"""

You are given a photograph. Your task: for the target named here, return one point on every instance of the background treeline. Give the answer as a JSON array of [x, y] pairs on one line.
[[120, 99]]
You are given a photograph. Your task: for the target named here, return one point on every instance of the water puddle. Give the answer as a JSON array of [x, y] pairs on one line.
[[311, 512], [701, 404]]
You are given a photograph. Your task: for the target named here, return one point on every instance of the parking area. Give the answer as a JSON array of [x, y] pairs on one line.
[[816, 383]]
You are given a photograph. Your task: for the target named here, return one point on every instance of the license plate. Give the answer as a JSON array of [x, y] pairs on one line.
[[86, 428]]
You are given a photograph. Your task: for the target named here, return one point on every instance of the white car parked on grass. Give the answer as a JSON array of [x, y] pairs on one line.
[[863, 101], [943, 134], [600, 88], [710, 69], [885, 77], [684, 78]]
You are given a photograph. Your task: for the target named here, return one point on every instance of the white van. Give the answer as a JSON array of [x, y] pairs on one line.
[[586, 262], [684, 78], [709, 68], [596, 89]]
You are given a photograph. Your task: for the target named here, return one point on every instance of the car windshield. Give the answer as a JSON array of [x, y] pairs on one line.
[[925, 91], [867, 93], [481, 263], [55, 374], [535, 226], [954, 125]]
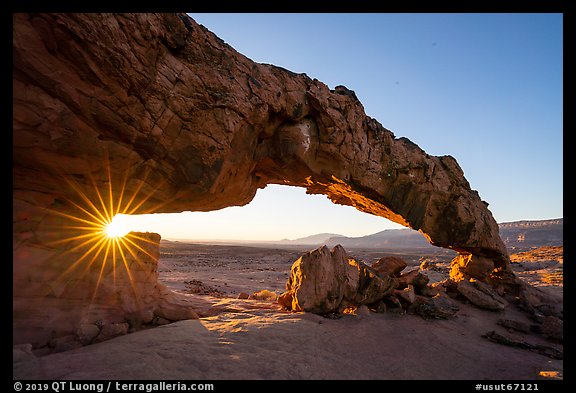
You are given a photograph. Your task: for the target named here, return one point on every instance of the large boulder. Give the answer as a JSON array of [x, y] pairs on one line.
[[323, 281]]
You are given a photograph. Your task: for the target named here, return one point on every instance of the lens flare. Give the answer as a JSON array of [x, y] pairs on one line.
[[92, 232], [116, 228]]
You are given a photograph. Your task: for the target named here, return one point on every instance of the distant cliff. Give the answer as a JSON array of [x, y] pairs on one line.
[[527, 234]]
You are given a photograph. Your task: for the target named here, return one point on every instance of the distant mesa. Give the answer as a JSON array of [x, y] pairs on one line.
[[516, 235]]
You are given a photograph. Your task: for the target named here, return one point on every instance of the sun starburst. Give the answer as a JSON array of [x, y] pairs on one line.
[[89, 238]]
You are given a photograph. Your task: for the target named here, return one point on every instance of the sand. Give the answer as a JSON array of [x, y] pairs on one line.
[[255, 340]]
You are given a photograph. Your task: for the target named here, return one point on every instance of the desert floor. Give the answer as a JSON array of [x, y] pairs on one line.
[[254, 339]]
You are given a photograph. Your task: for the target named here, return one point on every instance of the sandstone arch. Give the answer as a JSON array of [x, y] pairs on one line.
[[194, 125]]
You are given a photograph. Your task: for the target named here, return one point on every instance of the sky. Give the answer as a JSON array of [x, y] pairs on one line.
[[486, 89]]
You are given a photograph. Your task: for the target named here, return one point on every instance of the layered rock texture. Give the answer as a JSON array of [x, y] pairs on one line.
[[141, 113], [324, 281]]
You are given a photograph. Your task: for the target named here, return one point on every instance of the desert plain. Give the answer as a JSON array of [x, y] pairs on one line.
[[240, 335]]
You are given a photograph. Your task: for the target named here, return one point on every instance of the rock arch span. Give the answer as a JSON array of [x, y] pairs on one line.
[[188, 123]]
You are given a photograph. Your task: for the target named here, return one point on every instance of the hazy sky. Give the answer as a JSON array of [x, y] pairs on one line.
[[483, 88]]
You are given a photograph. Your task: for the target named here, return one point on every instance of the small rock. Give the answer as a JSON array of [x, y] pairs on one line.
[[22, 352], [413, 277], [430, 291], [407, 294], [514, 325], [380, 308], [440, 306], [161, 321], [87, 332], [65, 343], [480, 294], [552, 327], [362, 311], [389, 265], [112, 330], [264, 295]]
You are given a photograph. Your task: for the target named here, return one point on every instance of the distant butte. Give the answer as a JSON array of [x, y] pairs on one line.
[[154, 113]]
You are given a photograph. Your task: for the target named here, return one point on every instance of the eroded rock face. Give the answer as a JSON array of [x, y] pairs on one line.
[[145, 113], [323, 281], [87, 294]]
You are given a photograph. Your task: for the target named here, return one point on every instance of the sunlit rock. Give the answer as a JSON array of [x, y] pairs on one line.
[[323, 281]]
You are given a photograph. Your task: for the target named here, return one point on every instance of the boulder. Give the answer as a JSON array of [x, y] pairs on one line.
[[481, 294], [389, 265], [407, 294], [323, 281], [440, 306], [87, 332], [415, 278], [552, 327]]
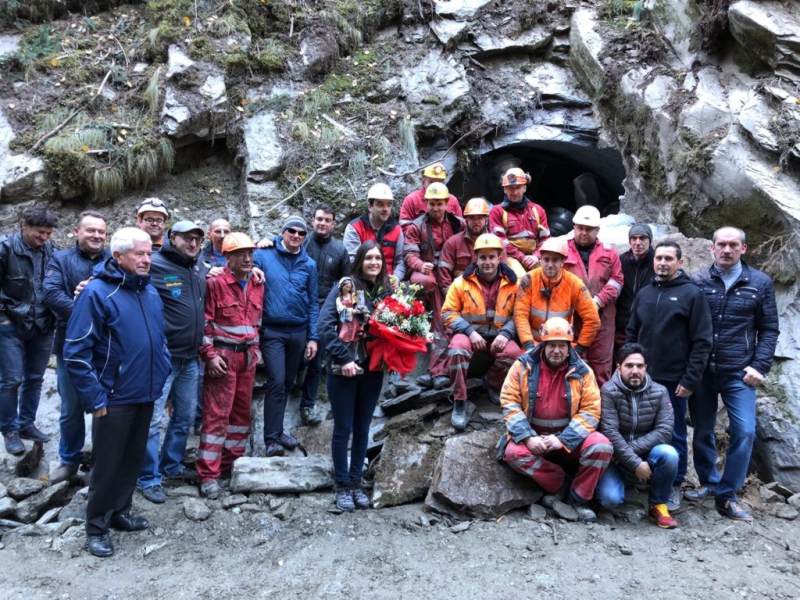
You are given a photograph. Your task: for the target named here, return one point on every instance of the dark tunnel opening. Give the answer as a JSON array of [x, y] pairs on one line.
[[564, 175]]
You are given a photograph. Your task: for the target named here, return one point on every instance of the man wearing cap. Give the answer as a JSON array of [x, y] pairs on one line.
[[415, 205], [151, 217], [180, 279], [478, 313], [637, 272], [548, 438], [378, 225], [289, 324], [233, 312], [550, 291], [599, 267], [518, 221]]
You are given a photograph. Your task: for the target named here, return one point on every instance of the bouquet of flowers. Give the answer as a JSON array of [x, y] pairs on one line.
[[399, 328]]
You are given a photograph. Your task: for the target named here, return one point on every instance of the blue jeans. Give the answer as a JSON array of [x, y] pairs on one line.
[[680, 435], [353, 401], [181, 389], [71, 422], [663, 461], [23, 359], [740, 402]]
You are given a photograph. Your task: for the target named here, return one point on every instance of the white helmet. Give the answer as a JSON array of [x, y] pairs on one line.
[[380, 191]]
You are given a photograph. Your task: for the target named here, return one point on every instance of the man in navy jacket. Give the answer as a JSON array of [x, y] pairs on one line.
[[289, 326], [117, 358], [745, 320], [67, 274]]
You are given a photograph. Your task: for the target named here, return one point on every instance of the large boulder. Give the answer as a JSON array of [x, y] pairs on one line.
[[469, 481], [282, 474], [770, 29]]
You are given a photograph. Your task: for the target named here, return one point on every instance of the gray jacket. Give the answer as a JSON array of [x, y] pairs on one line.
[[635, 421]]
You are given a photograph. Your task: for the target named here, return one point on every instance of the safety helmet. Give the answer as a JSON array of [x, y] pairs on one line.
[[380, 191], [476, 207], [435, 171], [555, 329], [487, 241], [587, 215], [437, 191], [237, 241], [555, 245], [516, 176]]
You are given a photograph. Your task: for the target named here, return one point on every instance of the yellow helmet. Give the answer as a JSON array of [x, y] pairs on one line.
[[555, 329], [380, 191], [488, 241], [476, 207], [435, 171], [516, 176], [555, 245], [437, 191], [237, 241]]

"""

**TO BE DONE:** Copy out every line of the material above exactly, skipping the pictures.

**TASK RESULT:**
You are given a photograph. Your task: for the target named here, return one point on every instance of the background treeline. Give the answer as a JSON array of [x, y] pairs on one line.
[[120, 99]]
You are given a photograph. Your task: for the target named here, return one point on every instance of the water puddle. Give the answer as a JSON array of [x, y] pairs on one line.
[[311, 512], [701, 404]]
You are given a photograph. Your task: for the target named here, return one point on every instance of the parking area. Give the answer as a JSON array of [x, y] pairs on one line.
[[816, 383]]
You are given a photograph. Your task: for the target named here, return one point on every instance of the license plate. Give the answer as a JSON array of [x, y] pairs on one line.
[[86, 428]]
You are given a photograph. Your task: for the target named here, return one point on every instance of the white car parked on grass. Give the answer as a JSON array of [x, y] pairs on one line.
[[863, 101], [943, 134], [600, 88], [710, 69], [885, 77], [684, 78]]
You are given a photograph. Your task: for the target named here, return one point on every instance of the white van. Give the answer as a JSON array of [x, y] pairs on one line.
[[586, 262], [684, 78], [709, 68], [596, 89]]
You are given a photograph. Your task: for the target named here, return one point on every instance of the car windshield. Give the answer as a JSON array of [x, y] pairs on one line.
[[925, 91], [867, 93], [481, 263], [55, 374], [535, 226], [954, 125]]
You are given a photograph. Your task: for the target named here, return one point on every instance of the large boulder. Give the answer as a JSON array of [x, y] pairs on one line.
[[323, 281]]
You are given a photograph. Your task: for the target named here, return one point on every instance of the lens flare. Give the answer as a JSON array of [x, y] pairs on one line.
[[92, 232], [116, 228]]
You are given a photograph. Your task: for the target named here, return one point on every instance of the distant cliff. Give the answer as a JSON array of [x, y] pairs on one line.
[[527, 234]]
You are given a photograph. Your task: for the target named here, return one point on every instance of the distant mesa. Give the answer as a JSON array of [x, y] pairs on one line.
[[516, 235]]
You are given a photograph. Your task: for the target named here, return one point on every instance of the sun starburst. Give the answer as a JSON array of [x, y] pairs on one line.
[[89, 238]]
You are given a photograph. Your task: for the target named here, return one point on every instance of the sand. Give the answer as a JSON array of [x, y] pairs on one line.
[[255, 340]]
You are given a photograph. Your task: for the target named here, return one point on every instance of the desert floor. Give the answer as a JSON array of [x, y] pairs on one line.
[[254, 339]]
You are given a photograph. Your task: for the target named here, return one point on every instance of the sandstone arch. Give the answer as a JSON array of [x, y] pairs on one line.
[[194, 125]]
You are given a photograph. Your task: for the target named here, return one point on every instance of the sky. Give the answer as a JSON array of [x, y] pairs on one line.
[[486, 89]]
You are given a photograph. Your task: for the target named here, return one point on every instance of the layered rock texture. Give the answer as a JSON array of [x, y] pairs on one line.
[[141, 113], [324, 281]]
You are given a photograph. Your task: for the target named here, return one point on every instance of the desert plain. Give the answer as a JSON array of [x, y] pairs on one line.
[[240, 335]]
You are given a photograph. Your task: for the target named here, return one point on every instance of the rock arch span. Give the answer as a JSON array of [x, y] pairs on one line.
[[188, 123]]
You are given a photograph. Your task: for the target named here, return one point on every instance of the hazy sky. Give the answer as a JSON array of [x, y] pairs on one line.
[[483, 88]]
You are given a photograph. Your task: for the target named here, return one point on every instance of the small rock. Give the answer as a JSON array of [x, y] pairs on one line.
[[22, 352], [413, 277], [430, 291], [407, 294], [514, 325], [380, 308], [440, 306], [161, 321], [87, 332], [65, 343], [480, 294], [552, 327], [362, 311], [389, 265], [112, 330], [264, 295]]
You are given a photograph. Your task: for the target named here, return one point on every instance of the distant butte. Give the answer as a JSON array of [x, y] pairs on one line.
[[154, 113]]
You are given a photograph. Your task: for the target named here, return one point on every instance of the eroded rock face. Give the answer as a JSON array of [x, y] pairs on one line.
[[145, 113], [323, 281], [87, 294]]
You are given a photograph. Your task: for the target named here, return one point on every instance of the sunlit rock. Give the answer as a JSON array of [x, y] pairs on one line.
[[323, 281]]
You are given a photograph. Your task: for the target named here, return one point on every instance of the boulder. Give the answer as a JSON array of [x, y] pairs on one line.
[[481, 294], [389, 265], [407, 294], [323, 281], [440, 306], [87, 332], [415, 278], [552, 327]]
You are given a photograph. Your task: for the target named here, return one point on every instance of the dark tunnel opening. Give the answer as a JSON array of [x, y] pairs on one line.
[[564, 175]]
You are given a photograph. Your task: for the target named here, return one point on every instance of the man wearing cap. Give the answer as a JSON array of [x, y] pairs on one line.
[[415, 205], [151, 217], [180, 279], [478, 313], [637, 272], [548, 438], [378, 225], [289, 324], [233, 312], [550, 291], [599, 267], [518, 221]]
You are given a photograph. Your task: for the target named here, return one point on every instance of the bouquet of flowers. Give the answer as a JSON array of [x, y] pairs on one line.
[[399, 328]]
You are given a photograph. Your task: for the target named here, return one point on every instance of the blue jeans. Give the answer as a JSON array of [x, y] pairs on one line.
[[680, 435], [353, 401], [181, 389], [71, 422], [663, 461], [23, 359], [740, 402]]
You are given a photograph. Your task: for the target named here, return one point on every instance of the white helmet. Give the answer as a JSON array of [x, y] pairs on one line.
[[380, 191]]
You are given a photograph. Your task: for the target named here, return one point on every instance of the man in navy jacket. Give the answer as a JSON array of [x, y] pairs on one line.
[[289, 326], [117, 358], [745, 320], [67, 274]]
You are given a photograph. Your task: for the target named here, return one point on every instance of the large boulder. Give the answer as a JSON array of [x, y] pairs on one line.
[[469, 481], [282, 474], [770, 29]]
You are given a photograph. Your task: for the target named here, return one point on every instance of the gray jacket. Give the answer as a JSON array of [x, y] pairs on one line.
[[635, 421]]
You are given a photograph. Your task: for the target named here, return one point on every instance of the safety helmet. Give the answer as a JSON array of [x, y] pairs on one line.
[[380, 191], [476, 207], [435, 171], [555, 329], [487, 241], [587, 215], [437, 191], [237, 241], [555, 245], [516, 176]]
You are given a photograph. Your task: for the target named here, return one point on every instance of the yellow helmet. Give the answer as a JSON array of [x, y] pairs on one line.
[[555, 329], [380, 191], [488, 241], [476, 207], [435, 171], [516, 176], [555, 245], [437, 191], [237, 241]]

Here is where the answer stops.